**** Data supplied ****
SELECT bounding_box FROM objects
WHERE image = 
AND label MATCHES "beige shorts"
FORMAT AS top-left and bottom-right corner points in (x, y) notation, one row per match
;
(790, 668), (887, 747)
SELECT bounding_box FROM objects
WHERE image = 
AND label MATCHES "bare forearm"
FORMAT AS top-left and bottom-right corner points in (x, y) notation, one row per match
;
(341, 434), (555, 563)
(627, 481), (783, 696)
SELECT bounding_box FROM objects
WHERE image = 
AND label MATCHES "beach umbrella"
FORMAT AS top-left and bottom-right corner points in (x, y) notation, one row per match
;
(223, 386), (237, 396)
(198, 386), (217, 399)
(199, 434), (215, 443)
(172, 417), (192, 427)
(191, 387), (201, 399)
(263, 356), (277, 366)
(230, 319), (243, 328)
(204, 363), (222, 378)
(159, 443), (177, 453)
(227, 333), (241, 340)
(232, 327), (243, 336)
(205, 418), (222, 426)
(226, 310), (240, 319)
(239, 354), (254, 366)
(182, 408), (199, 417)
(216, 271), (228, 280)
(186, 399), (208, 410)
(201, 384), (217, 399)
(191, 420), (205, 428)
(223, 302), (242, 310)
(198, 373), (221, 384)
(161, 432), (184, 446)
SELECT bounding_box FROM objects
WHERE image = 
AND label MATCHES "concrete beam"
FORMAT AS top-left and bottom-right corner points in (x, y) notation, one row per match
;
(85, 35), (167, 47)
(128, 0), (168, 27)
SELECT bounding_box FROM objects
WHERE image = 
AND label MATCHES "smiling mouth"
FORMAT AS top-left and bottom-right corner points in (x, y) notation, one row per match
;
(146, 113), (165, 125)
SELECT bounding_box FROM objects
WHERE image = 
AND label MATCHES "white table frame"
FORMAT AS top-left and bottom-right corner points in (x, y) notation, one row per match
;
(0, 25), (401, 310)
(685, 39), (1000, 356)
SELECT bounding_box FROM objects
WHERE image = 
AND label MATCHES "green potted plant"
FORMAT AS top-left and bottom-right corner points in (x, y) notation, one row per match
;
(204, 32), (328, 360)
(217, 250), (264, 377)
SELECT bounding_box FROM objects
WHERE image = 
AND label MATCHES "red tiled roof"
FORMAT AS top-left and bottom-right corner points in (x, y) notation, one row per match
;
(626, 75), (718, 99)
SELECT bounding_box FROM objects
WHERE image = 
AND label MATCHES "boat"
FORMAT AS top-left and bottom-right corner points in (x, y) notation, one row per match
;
****
> Stated goal
Which lines of the material above contain the string "label"? Return each of those lines in full.

> Task answer
AND label MATCHES "beige shorts"
AND label MATCHES "bare forearm"
AND label MATCHES "beach umbrella"
AND label MATCHES "concrete beam"
AND label MATCHES "smiling mouth"
AND label MATCHES "white table frame"
AND label MATCHES "green potted plant"
AND label MATCHES "red tiled roof"
AND label MATCHES "boat"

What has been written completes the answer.